• **REQUIREMENT**:
Nothing below is to be printed except the lines between the line holding "Rules: pick out every instance of the tall" and the line holding "point(80, 128)", inclusive, each exactly as it appears.

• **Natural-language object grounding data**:
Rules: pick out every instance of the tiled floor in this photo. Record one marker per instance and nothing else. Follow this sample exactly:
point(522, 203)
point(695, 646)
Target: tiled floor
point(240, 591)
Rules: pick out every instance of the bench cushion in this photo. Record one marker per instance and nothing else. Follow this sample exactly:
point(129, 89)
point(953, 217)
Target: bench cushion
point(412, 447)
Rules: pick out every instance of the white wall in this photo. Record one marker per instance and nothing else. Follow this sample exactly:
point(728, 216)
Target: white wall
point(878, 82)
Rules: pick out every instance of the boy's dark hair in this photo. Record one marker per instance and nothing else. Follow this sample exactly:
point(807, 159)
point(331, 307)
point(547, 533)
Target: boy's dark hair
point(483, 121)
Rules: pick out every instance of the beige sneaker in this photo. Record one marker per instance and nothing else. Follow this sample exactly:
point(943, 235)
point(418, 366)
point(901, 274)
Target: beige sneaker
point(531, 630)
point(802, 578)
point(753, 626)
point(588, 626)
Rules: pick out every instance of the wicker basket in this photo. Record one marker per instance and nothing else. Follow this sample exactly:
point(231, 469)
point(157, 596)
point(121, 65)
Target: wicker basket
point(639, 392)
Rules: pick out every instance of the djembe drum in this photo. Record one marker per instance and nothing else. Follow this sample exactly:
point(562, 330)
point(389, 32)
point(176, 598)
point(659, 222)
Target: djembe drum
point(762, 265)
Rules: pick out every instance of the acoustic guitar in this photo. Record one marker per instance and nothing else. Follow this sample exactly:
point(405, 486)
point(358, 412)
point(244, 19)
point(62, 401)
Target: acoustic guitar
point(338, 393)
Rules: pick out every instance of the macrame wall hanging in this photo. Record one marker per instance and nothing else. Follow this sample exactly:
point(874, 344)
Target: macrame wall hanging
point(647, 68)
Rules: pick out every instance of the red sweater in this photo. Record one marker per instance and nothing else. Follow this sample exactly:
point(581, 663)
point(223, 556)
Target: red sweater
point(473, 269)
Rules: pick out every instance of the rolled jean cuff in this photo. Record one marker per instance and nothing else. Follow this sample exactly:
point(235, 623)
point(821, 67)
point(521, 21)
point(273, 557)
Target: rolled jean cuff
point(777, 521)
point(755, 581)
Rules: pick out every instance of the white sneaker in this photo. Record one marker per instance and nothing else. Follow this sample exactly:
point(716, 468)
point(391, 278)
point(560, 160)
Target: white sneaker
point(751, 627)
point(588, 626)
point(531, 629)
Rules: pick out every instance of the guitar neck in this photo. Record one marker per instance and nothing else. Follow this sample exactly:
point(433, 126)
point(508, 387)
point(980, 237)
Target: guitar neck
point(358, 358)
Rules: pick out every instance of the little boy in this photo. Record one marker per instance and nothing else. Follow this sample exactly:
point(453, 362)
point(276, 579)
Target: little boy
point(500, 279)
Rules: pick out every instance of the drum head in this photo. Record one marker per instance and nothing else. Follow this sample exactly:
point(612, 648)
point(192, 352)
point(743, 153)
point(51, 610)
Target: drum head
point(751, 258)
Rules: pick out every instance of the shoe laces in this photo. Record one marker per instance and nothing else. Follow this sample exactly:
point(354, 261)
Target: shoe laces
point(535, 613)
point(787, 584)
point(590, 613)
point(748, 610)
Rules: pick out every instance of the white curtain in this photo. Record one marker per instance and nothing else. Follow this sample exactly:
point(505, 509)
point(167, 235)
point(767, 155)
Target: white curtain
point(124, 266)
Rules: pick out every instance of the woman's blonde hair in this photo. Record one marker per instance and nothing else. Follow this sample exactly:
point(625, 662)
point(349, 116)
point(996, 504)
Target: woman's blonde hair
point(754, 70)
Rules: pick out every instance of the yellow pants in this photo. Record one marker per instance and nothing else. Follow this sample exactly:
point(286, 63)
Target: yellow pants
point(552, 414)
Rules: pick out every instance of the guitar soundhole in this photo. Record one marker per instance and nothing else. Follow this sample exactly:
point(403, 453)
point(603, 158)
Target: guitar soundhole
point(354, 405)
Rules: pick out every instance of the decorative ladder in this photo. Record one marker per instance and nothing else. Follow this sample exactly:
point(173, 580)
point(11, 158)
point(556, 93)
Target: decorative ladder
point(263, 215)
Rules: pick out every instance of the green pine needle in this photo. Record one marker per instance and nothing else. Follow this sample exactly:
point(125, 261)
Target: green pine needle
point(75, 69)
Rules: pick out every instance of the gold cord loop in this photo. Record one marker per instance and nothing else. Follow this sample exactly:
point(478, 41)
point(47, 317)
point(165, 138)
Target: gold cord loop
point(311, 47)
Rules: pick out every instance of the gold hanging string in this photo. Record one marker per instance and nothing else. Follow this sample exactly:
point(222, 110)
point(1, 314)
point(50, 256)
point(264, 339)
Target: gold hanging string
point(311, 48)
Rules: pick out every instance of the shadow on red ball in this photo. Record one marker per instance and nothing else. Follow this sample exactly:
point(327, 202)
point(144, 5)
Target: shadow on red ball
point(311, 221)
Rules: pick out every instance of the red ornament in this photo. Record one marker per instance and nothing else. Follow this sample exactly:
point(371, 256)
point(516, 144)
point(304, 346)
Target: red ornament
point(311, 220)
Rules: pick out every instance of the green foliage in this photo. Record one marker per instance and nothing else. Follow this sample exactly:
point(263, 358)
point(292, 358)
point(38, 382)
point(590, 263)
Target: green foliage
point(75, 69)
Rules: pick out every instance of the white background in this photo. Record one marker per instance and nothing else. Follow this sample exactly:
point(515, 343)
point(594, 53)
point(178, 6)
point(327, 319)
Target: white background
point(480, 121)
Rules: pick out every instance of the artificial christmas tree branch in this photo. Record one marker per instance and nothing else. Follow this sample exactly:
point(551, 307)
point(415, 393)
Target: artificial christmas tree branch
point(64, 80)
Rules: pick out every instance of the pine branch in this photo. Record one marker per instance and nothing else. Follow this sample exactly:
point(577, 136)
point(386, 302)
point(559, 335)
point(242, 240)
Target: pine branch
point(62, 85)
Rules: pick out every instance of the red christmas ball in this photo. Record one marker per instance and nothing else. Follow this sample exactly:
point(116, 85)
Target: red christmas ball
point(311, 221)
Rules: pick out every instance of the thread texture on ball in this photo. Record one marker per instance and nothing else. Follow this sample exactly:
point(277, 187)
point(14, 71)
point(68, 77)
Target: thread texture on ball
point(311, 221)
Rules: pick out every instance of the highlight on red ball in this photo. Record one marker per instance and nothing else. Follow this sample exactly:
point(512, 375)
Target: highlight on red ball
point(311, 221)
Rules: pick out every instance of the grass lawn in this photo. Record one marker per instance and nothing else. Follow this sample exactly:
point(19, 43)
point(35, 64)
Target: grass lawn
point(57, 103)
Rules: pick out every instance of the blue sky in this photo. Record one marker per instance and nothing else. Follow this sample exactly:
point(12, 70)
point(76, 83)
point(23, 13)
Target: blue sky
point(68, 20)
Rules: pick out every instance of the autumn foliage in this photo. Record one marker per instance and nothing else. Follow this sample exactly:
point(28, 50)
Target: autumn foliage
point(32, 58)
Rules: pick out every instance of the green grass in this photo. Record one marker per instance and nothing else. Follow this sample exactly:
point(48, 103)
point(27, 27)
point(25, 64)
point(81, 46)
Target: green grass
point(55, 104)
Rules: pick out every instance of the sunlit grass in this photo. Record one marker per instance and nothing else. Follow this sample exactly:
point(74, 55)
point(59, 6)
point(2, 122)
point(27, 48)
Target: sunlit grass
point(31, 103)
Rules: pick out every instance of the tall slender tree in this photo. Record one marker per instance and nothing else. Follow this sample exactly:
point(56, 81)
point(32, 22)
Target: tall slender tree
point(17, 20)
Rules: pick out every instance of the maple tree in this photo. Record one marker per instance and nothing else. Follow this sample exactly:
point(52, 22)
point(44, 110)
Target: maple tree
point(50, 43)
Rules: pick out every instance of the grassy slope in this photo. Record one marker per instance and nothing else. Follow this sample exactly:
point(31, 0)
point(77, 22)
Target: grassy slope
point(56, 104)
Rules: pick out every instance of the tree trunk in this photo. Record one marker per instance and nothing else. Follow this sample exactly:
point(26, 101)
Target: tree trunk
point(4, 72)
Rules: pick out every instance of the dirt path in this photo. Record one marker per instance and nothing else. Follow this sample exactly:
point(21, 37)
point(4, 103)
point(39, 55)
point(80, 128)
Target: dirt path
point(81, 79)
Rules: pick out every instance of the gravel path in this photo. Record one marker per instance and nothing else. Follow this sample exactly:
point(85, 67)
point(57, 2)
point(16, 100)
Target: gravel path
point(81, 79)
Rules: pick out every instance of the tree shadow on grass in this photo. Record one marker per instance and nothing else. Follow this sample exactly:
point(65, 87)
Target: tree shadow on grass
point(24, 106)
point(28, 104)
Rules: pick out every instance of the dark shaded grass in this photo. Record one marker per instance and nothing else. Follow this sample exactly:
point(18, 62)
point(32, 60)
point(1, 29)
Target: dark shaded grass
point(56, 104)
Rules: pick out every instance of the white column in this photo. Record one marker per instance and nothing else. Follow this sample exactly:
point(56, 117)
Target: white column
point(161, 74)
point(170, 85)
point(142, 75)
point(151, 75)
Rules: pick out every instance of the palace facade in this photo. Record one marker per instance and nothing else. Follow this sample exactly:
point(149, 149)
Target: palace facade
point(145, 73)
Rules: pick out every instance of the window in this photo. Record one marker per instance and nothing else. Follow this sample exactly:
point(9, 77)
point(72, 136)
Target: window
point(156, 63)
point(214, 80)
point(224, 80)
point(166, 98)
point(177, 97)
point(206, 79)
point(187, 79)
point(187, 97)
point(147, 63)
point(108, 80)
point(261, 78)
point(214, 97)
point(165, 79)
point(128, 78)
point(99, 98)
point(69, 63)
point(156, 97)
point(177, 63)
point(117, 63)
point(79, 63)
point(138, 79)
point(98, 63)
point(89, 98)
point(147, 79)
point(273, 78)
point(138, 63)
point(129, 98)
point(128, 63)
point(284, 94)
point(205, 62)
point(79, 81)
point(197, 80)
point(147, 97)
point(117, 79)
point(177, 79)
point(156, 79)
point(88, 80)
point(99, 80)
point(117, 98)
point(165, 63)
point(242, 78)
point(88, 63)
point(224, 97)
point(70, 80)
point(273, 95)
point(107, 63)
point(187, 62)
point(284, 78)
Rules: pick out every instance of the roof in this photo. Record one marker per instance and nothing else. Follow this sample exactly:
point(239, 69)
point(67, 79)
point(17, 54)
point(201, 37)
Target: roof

• **THE ANSWER**:
Rules: pick out every instance of the tall slender tree in this photo. Record one marker per instance and nothing else. Follow this sample exactly:
point(56, 81)
point(32, 22)
Target: tall slender tree
point(17, 20)
Rules: pick out every instance of the maple tree in this photo. Record one marker per instance and nothing else. Follow this sample exactly:
point(52, 22)
point(44, 110)
Target: maple tree
point(50, 43)
Rules: pick out every instance of the grassy slope in this photo. Record one marker per instance and nothing else. Follow this sample exactly:
point(31, 0)
point(77, 22)
Target: grassy slope
point(56, 104)
Rules: pick out every instance of the tree trunk in this photo. Record one marker per instance and nothing else. Follow this sample exactly:
point(26, 101)
Target: tree trunk
point(4, 72)
Rules: pick out every instance of the dirt path in this photo. Record one marker per instance and nothing else. Follow this sample exactly:
point(21, 37)
point(4, 103)
point(39, 55)
point(80, 128)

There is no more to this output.